COEUR d’ALENE — “This is amazing,” Connor Brooks said as he pulled a glass test tube from its case. When the liquid inside it came into contact with water from Lake Coeur d’Alene, it changed color, indicating the levels of oxygen in the water. “I feel like a scientist.”

Brooks, along with about 70 other classmates from Lake City High School, took a field trip to Blackwell Island Tuesday to study the chemical and biological components of Lake Coeur d’Alene.

The students, juniors enrolled in the school’s Outdoor Education Program, traveled between three different stations: testing the water’s chemical makeup; studying the small invertebrates living in the water; and learning how pollution finds its way into the lake and then into humans.

“Our major goal here is for the kids to experience science so they have a greater appreciation for what’s going on in our lake, and maybe it’ll inspire them to be scientists, too,” said Jamie Esler, one of the science teachers for the Outdoor Studies Program. “We are doing some tests here that water resource scientists are doing on the rest of the lake.”

To prepare for the field trip, students learned about the history of Blackwell Island and its importance to the Coeur d'Alene Tribe. They also used scientific articles and essays about Lake Coeur d’Alene to help prepare them for the SAT.

§ §

*The task*
Copy out the entire passage about the Lake City High School field trip to Blackwell Island word for word, without any changes.

§ §

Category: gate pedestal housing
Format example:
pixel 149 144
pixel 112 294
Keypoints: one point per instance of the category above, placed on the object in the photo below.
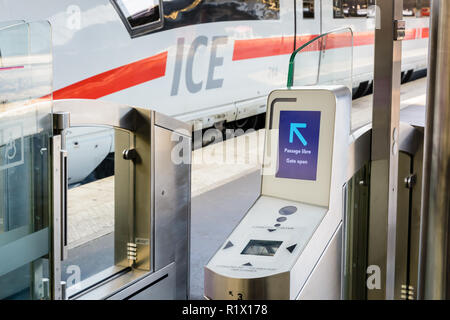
pixel 288 246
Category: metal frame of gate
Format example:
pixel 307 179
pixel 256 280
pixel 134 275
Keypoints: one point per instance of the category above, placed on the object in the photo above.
pixel 152 203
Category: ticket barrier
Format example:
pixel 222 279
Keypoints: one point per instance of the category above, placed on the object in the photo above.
pixel 148 245
pixel 288 246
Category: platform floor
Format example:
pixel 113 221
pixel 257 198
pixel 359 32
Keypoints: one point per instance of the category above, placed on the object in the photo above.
pixel 225 183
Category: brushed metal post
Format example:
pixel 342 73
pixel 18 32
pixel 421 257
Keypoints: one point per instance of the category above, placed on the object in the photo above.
pixel 385 146
pixel 434 279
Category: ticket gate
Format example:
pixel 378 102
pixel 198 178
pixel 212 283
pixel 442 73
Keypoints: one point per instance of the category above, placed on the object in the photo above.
pixel 150 210
pixel 288 246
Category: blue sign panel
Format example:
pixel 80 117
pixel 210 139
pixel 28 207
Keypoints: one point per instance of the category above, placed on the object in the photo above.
pixel 298 146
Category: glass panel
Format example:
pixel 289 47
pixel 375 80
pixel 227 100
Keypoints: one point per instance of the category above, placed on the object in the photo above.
pixel 423 8
pixel 308 9
pixel 332 53
pixel 139 12
pixel 356 232
pixel 324 60
pixel 338 11
pixel 409 8
pixel 25 162
pixel 99 205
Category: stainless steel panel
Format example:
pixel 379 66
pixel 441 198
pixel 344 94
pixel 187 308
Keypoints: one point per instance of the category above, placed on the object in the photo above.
pixel 402 230
pixel 218 287
pixel 143 198
pixel 434 261
pixel 172 204
pixel 324 282
pixel 385 133
pixel 123 197
pixel 55 225
pixel 159 285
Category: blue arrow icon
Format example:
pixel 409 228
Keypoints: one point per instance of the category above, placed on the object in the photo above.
pixel 294 129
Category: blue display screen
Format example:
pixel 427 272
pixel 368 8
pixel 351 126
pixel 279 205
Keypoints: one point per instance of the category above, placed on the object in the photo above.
pixel 298 145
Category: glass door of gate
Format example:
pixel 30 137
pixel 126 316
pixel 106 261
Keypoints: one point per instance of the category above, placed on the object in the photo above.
pixel 25 161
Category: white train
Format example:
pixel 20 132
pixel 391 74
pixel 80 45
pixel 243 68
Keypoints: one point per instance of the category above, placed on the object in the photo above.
pixel 202 61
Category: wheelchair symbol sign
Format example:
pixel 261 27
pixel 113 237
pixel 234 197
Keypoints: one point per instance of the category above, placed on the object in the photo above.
pixel 11 147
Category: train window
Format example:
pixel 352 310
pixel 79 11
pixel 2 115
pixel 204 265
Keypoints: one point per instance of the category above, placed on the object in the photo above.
pixel 140 16
pixel 338 11
pixel 372 9
pixel 423 8
pixel 308 9
pixel 409 8
pixel 352 8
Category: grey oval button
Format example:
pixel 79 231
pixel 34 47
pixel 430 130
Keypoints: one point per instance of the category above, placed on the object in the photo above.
pixel 287 211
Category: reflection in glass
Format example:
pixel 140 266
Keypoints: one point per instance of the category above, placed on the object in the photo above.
pixel 98 205
pixel 25 168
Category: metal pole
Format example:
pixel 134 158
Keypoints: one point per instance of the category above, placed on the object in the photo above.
pixel 384 171
pixel 434 264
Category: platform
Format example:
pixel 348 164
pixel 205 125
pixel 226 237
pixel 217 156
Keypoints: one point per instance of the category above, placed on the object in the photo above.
pixel 225 183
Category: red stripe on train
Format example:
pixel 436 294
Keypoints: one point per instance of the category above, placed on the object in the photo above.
pixel 116 79
pixel 258 48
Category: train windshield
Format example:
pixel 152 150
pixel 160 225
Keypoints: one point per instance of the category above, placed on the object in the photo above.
pixel 140 12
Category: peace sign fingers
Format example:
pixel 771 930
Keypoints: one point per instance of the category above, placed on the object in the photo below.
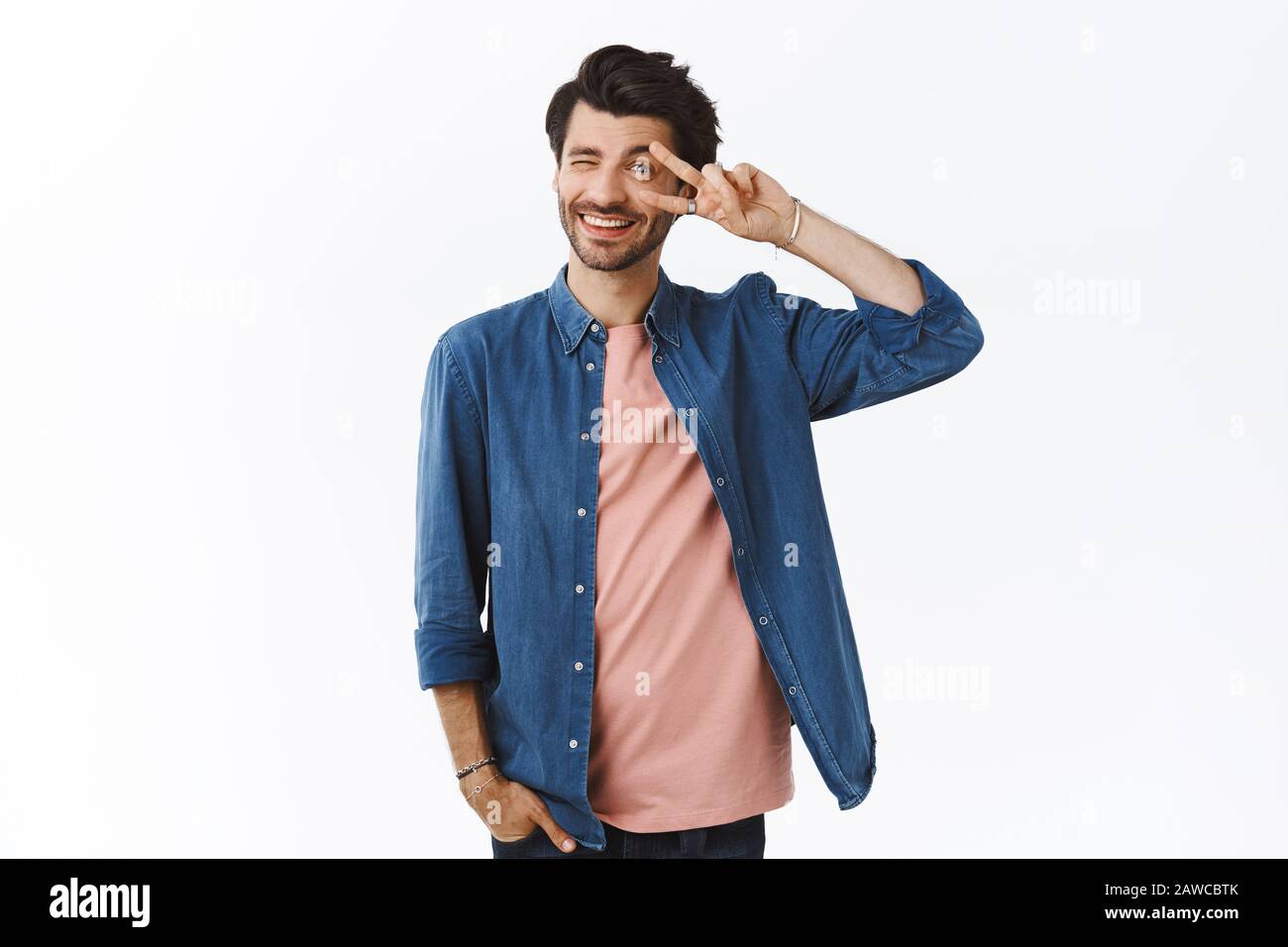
pixel 683 169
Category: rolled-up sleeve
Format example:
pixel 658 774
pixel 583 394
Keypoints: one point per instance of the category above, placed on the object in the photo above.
pixel 854 359
pixel 452 527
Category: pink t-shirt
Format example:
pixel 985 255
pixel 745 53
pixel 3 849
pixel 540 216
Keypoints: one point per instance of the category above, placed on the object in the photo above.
pixel 688 724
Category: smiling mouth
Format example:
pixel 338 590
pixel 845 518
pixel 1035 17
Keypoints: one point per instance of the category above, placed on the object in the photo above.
pixel 606 227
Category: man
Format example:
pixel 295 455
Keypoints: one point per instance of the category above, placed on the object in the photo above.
pixel 630 463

§ §

*Exercise output*
COEUR d’ALENE — “This is amazing,” Connor Brooks said as he pulled a glass test tube from its case. When the liquid inside it came into contact with water from Lake Coeur d’Alene, it changed color, indicating the levels of oxygen in the water. “I feel like a scientist.”

Brooks, along with about 70 other classmates from Lake City High School, took a field trip to Blackwell Island Tuesday to study the chemical and biological components of Lake Coeur d’Alene.

The students, juniors enrolled in the school’s Outdoor Education Program, traveled between three different stations: testing the water’s chemical makeup; studying the small invertebrates living in the water; and learning how pollution finds its way into the lake and then into humans.

“Our major goal here is for the kids to experience science so they have a greater appreciation for what’s going on in our lake, and maybe it’ll inspire them to be scientists, too,” said Jamie Esler, one of the science teachers for the Outdoor Studies Program. “We are doing some tests here that water resource scientists are doing on the rest of the lake.”

To prepare for the field trip, students learned about the history of Blackwell Island and its importance to the Coeur d'Alene Tribe. They also used scientific articles and essays about Lake Coeur d’Alene to help prepare them for the SAT.